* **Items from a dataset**
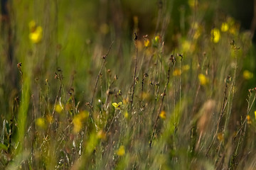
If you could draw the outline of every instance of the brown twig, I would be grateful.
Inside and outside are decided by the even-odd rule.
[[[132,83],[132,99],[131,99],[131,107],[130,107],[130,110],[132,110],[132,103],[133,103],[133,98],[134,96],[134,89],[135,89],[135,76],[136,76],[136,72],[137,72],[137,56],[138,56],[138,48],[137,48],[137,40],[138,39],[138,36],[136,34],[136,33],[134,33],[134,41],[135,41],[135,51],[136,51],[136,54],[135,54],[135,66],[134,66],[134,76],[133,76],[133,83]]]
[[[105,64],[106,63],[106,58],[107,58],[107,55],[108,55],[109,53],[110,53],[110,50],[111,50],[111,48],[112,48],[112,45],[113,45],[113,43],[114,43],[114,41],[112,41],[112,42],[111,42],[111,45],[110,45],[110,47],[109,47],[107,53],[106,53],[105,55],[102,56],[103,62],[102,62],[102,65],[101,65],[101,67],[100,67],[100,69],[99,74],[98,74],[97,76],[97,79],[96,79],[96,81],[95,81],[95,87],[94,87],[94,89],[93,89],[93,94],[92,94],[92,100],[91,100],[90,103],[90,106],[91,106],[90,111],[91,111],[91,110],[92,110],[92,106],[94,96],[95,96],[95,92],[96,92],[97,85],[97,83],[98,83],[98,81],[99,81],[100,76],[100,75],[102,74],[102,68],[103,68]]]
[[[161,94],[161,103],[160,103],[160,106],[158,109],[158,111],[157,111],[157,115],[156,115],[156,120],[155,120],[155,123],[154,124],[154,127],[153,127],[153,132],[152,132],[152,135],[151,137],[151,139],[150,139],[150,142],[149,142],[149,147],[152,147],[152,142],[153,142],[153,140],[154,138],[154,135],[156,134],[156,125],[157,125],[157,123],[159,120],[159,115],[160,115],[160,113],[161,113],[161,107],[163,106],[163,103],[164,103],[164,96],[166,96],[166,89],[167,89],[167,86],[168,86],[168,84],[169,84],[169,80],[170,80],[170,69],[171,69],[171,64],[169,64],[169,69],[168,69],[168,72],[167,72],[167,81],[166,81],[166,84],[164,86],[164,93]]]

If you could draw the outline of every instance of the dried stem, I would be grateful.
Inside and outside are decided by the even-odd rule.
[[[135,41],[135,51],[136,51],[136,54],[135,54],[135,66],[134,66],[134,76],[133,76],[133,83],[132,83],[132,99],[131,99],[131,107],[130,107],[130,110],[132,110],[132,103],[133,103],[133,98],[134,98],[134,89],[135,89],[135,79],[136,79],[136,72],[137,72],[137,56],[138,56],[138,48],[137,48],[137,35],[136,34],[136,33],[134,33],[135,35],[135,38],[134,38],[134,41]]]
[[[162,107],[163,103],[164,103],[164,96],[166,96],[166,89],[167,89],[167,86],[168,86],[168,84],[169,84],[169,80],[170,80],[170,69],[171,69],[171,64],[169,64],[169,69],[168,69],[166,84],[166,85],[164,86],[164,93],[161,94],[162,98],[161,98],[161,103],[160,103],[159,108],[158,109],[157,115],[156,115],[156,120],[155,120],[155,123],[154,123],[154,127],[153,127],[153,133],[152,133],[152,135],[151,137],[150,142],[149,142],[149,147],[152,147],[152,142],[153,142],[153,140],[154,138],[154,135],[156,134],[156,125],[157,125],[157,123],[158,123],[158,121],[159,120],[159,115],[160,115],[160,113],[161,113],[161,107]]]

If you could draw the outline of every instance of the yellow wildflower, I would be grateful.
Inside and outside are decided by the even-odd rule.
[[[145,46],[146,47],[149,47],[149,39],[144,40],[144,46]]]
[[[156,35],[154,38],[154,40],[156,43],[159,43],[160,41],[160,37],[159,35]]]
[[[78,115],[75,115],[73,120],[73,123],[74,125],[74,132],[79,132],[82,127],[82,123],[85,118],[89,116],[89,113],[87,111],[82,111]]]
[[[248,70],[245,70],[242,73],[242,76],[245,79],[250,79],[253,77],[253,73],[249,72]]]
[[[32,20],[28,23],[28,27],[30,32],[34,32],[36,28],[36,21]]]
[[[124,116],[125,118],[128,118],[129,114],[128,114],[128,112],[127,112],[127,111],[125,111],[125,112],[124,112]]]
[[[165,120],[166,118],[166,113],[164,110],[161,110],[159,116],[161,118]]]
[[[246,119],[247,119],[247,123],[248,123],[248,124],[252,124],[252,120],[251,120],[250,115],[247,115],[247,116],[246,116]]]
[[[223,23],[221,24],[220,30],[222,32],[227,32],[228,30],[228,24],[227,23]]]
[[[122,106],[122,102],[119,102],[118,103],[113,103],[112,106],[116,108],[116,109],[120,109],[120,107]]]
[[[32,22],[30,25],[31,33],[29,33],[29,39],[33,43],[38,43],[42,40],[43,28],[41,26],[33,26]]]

* **Task requirements**
Identify every line in the rows that contains the word "could", and copy each of those lines. Matching is case-sensitive.

* **Task response**
If you could draw the outline of every instance of the brown twig, I would be grateful.
If you could draw the outline of every instance of the dried stem, I would be grateful.
If you could draw the outline of every instance of the yellow wildflower, I would be grateful.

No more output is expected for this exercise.